> _PROBLEM DESCRIPTION_
The whole listing below, with no pictures, is to be repeated as it stands.
═══ DATA UNDER STUDY ═══
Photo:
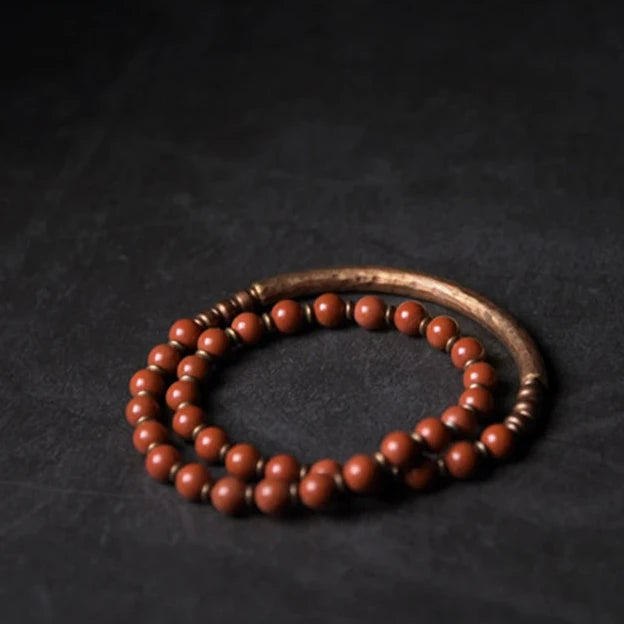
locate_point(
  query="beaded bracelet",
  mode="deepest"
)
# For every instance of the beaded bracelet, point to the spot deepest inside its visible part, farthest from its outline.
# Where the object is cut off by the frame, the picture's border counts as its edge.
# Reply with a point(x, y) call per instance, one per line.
point(438, 449)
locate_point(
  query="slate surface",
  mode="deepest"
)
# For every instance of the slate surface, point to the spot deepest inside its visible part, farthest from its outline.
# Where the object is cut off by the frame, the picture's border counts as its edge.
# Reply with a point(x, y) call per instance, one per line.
point(157, 157)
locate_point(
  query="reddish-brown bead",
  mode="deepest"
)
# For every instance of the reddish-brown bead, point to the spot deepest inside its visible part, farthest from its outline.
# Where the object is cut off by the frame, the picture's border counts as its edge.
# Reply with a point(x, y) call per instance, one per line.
point(272, 496)
point(329, 310)
point(140, 406)
point(209, 442)
point(146, 380)
point(480, 373)
point(249, 327)
point(370, 312)
point(466, 349)
point(408, 317)
point(288, 316)
point(499, 441)
point(284, 467)
point(434, 433)
point(160, 460)
point(326, 466)
point(461, 420)
point(423, 476)
point(180, 392)
point(462, 460)
point(228, 495)
point(400, 449)
point(186, 332)
point(440, 330)
point(214, 341)
point(478, 398)
point(317, 490)
point(241, 461)
point(361, 474)
point(190, 480)
point(147, 433)
point(186, 419)
point(195, 366)
point(164, 356)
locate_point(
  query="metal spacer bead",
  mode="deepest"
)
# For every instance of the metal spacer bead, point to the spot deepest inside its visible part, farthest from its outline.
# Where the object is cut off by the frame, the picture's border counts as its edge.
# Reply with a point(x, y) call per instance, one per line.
point(293, 490)
point(349, 309)
point(380, 459)
point(469, 407)
point(174, 470)
point(204, 495)
point(417, 438)
point(514, 424)
point(204, 355)
point(249, 496)
point(260, 467)
point(475, 385)
point(450, 342)
point(197, 431)
point(442, 469)
point(224, 450)
point(339, 481)
point(268, 323)
point(528, 393)
point(525, 408)
point(232, 335)
point(245, 300)
point(482, 449)
point(308, 313)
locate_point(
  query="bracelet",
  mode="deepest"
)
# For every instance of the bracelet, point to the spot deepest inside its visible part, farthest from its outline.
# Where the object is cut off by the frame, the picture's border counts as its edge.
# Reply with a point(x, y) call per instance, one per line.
point(454, 446)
═══
> _EXPECTED ANSWER_
Photo:
locate_point(
  query="beaded bracelet",
  mode="deepest"
)
# For every instance of the beaded bracelet, point to the spot deepest inside its visible part, farthest from its outline.
# Where the object is cut off by the frame, the picture's border counts as its edge.
# Reply with a point(x, y) call per instance, one per line.
point(438, 449)
locate_point(
  query="slate surface",
  mode="deepest"
)
# For every instance of the slate surface, point to the spot deepest inside its visible part, farthest from its outline.
# Where the object is cut off by the frame, the picture's border counts as its edge.
# Reply with a point(x, y) call per instance, one per line.
point(157, 157)
locate_point(
  query="reddish-brown bead",
  mode="deepest"
)
# For every instance of the reddish-brown bead, point to the spot deepest inside its visible part, farthest from its outline.
# Where the object is cut off by the frame, the picture's border counts as its edge.
# Reply with a point(x, y) call per instance, one per line.
point(272, 496)
point(329, 310)
point(140, 406)
point(209, 442)
point(146, 380)
point(480, 373)
point(249, 327)
point(370, 312)
point(466, 349)
point(408, 317)
point(288, 316)
point(499, 441)
point(284, 467)
point(434, 433)
point(160, 460)
point(326, 466)
point(461, 420)
point(423, 476)
point(180, 392)
point(462, 460)
point(228, 495)
point(400, 449)
point(186, 332)
point(440, 330)
point(214, 341)
point(478, 398)
point(317, 490)
point(241, 461)
point(361, 474)
point(190, 480)
point(147, 433)
point(186, 419)
point(195, 366)
point(164, 356)
locate_point(
  query="metal spacer bead",
  mode="deepest"
)
# For every instance of the metal spacer bead, point to the spot deepest inside its visible part, farthest from its outline.
# Where the object is cut off by the frame, the picture's border counts as its edge.
# Reply with a point(x, y) call per instance, one per line.
point(293, 490)
point(349, 309)
point(380, 459)
point(469, 407)
point(174, 470)
point(204, 495)
point(417, 438)
point(514, 424)
point(204, 355)
point(249, 496)
point(260, 467)
point(475, 385)
point(450, 342)
point(197, 431)
point(442, 469)
point(224, 450)
point(339, 481)
point(268, 323)
point(528, 393)
point(525, 408)
point(232, 335)
point(245, 300)
point(482, 449)
point(308, 313)
locate_point(
  query="bracelet",
  mode="deepest"
)
# For every instance of the bracelet, point to the spot deepest inside its visible part, farthest from its outline.
# Where the object is cut off by the frame, the picture's border counts as its edge.
# Reply with a point(x, y) call per instance, one per line.
point(454, 446)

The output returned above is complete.